GOAL OF THE EXERCISE » Find the line with "Target: blue work shirt" in the records below. Copy it and every line after it, up to and including the line with "pixel 3 173.".
══ EXERCISE MATERIAL
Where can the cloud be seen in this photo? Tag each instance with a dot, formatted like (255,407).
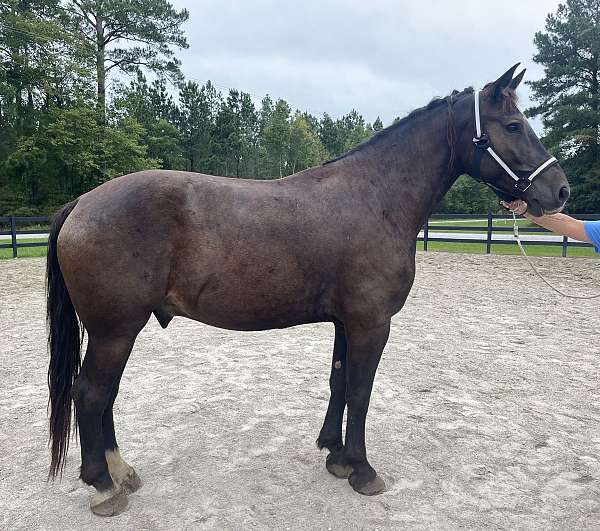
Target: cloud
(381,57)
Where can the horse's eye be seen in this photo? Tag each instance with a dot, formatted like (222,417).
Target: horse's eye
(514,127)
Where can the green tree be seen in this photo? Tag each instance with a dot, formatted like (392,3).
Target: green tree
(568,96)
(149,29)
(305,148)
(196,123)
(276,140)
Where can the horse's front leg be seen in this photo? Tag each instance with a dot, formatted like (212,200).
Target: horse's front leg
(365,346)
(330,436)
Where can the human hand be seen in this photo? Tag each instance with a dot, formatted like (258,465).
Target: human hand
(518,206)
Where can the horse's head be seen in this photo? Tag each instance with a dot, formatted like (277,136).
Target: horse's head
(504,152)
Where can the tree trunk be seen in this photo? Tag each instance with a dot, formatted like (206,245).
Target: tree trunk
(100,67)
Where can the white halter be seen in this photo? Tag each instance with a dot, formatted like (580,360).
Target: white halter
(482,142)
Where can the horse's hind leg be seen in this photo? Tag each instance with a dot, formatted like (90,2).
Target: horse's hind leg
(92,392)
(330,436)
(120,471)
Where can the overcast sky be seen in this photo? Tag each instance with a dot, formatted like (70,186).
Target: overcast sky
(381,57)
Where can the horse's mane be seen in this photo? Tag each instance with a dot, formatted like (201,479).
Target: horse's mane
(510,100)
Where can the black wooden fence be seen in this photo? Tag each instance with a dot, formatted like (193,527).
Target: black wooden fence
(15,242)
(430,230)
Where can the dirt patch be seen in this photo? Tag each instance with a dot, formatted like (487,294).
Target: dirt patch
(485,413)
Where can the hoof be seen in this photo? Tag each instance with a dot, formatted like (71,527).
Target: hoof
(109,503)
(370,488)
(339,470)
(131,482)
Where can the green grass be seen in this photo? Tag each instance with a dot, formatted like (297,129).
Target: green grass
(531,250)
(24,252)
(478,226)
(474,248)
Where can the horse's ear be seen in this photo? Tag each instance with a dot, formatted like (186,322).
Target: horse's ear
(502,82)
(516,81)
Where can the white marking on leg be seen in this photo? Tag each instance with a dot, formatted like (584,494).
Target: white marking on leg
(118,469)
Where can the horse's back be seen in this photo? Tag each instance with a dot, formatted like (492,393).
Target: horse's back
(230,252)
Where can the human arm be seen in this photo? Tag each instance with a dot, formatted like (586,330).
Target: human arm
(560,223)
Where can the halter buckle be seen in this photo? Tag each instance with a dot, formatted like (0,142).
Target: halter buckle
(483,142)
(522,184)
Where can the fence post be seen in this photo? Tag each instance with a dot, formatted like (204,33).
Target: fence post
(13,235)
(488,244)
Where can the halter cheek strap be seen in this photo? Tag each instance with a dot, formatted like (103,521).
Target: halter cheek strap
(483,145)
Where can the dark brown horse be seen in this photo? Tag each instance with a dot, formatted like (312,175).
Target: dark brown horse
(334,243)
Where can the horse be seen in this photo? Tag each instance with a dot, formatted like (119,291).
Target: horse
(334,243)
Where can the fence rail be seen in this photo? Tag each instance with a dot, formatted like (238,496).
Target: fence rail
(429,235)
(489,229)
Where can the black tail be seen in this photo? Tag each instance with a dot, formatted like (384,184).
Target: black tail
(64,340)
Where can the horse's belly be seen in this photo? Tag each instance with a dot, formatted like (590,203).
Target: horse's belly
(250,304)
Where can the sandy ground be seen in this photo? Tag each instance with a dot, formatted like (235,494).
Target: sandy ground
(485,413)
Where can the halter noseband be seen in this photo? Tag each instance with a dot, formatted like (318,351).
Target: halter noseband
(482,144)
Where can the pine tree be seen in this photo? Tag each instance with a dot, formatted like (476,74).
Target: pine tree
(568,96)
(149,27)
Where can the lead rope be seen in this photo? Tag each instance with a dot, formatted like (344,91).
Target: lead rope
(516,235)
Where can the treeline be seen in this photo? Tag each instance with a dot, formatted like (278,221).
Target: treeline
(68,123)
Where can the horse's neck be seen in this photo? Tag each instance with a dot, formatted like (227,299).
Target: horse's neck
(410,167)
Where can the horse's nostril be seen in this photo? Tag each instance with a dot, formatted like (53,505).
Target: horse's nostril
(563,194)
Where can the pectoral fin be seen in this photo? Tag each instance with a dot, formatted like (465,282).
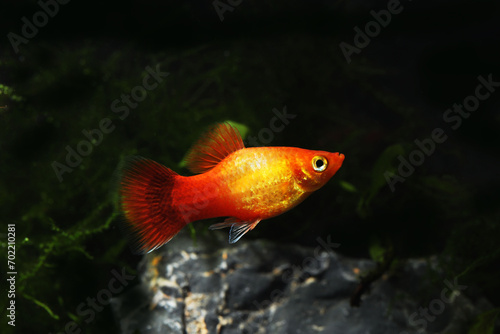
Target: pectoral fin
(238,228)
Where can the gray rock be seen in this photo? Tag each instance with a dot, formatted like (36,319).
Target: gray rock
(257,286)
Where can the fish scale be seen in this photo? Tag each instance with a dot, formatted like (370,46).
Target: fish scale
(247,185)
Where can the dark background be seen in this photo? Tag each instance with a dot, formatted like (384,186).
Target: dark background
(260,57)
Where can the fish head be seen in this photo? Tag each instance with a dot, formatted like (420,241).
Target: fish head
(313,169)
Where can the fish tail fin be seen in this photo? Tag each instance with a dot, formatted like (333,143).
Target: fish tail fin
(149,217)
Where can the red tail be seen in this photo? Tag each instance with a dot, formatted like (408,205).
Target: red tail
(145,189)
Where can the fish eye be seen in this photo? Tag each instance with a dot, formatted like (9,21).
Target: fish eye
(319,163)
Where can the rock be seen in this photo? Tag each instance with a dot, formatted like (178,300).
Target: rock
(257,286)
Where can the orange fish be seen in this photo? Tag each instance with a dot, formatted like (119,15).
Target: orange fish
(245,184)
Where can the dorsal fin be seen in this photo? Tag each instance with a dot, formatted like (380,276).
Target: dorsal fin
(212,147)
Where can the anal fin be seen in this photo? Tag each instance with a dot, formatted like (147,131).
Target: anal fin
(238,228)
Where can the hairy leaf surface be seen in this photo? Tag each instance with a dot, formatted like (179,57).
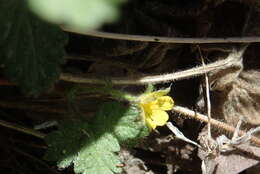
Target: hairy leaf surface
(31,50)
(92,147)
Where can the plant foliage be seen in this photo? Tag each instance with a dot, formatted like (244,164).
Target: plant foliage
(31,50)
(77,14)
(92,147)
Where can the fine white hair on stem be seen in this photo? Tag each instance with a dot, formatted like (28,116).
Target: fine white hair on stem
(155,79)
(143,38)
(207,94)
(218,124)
════
══ EXERCISE MATERIAL
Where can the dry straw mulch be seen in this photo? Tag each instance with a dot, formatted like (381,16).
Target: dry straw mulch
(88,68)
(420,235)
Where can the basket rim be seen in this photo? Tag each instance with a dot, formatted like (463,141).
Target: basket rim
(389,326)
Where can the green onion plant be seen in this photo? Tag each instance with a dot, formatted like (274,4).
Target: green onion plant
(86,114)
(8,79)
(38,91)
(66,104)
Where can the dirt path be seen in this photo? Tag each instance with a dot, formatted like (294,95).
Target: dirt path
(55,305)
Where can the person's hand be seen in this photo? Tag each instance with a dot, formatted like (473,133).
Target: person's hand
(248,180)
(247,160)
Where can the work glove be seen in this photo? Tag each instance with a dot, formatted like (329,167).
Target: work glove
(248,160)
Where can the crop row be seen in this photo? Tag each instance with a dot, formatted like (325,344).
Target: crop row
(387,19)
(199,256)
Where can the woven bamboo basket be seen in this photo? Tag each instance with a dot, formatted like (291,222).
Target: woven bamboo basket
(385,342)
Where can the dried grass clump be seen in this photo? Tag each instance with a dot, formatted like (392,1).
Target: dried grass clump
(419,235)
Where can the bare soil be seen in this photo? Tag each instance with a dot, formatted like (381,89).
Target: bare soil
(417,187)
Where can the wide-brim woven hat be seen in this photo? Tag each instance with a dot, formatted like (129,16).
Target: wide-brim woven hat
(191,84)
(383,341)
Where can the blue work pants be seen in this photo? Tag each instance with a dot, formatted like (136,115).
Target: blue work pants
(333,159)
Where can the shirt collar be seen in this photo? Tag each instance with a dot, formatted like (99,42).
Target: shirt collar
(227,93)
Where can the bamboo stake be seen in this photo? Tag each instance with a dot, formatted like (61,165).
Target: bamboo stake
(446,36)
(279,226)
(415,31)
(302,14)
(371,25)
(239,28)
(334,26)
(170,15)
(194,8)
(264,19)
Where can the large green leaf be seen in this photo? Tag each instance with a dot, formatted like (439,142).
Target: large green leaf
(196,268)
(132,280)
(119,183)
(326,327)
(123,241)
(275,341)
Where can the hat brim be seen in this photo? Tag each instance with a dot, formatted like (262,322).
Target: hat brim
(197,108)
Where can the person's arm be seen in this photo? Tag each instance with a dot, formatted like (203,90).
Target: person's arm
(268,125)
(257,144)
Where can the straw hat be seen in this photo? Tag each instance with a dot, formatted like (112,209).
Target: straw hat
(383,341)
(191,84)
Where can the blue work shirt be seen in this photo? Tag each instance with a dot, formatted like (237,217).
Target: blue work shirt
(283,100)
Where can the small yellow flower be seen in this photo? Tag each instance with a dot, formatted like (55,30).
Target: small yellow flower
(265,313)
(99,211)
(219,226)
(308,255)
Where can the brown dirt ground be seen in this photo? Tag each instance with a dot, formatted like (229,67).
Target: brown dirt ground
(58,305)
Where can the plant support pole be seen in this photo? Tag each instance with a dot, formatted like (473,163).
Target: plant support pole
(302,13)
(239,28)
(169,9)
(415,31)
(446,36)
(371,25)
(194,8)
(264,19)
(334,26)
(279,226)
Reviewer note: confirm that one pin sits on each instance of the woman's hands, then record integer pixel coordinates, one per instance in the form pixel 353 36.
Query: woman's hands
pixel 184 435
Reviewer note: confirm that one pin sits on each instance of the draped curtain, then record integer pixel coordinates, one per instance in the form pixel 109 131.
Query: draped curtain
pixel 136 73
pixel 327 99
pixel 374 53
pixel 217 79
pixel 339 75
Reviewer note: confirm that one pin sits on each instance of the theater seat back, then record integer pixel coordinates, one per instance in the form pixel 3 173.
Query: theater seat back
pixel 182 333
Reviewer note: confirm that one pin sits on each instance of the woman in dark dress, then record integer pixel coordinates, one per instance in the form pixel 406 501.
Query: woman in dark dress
════
SOLUTION »
Target: blue work shirt
(283,100)
Where can the small yellow flower be seen in this photo? Tag each instance with a dot, formatted like (55,30).
Target: small yellow flower
(265,313)
(99,211)
(219,226)
(308,255)
Where can the brown dirt ground be seen in this photo? Tag each instance with a dot, formatted like (229,67).
Target: brown dirt ground
(58,305)
Where can the plant support pole be seen in this photo? Tag each instance with a dot, formatted like (473,163).
Target: plant support pole
(302,13)
(239,28)
(169,9)
(415,31)
(446,36)
(371,25)
(194,8)
(264,19)
(334,26)
(279,226)
Reviewer note: confirm that one pin sits on each instance of the woman's hands, then record integer pixel coordinates, one per instance in the form pixel 353 36.
Query: woman's hands
pixel 184 435
Reviewer note: confirm that one pin sits on each instance of the draped curtain, then record integer pixel coordinates, one per instance in the form pixel 109 131.
Query: draped curtain
pixel 136 73
pixel 327 99
pixel 374 53
pixel 217 79
pixel 339 75
Reviewer note: confirm that one pin sits on each instance of the theater seat back, then record integer pixel coordinates, one per instance in the form pixel 3 173.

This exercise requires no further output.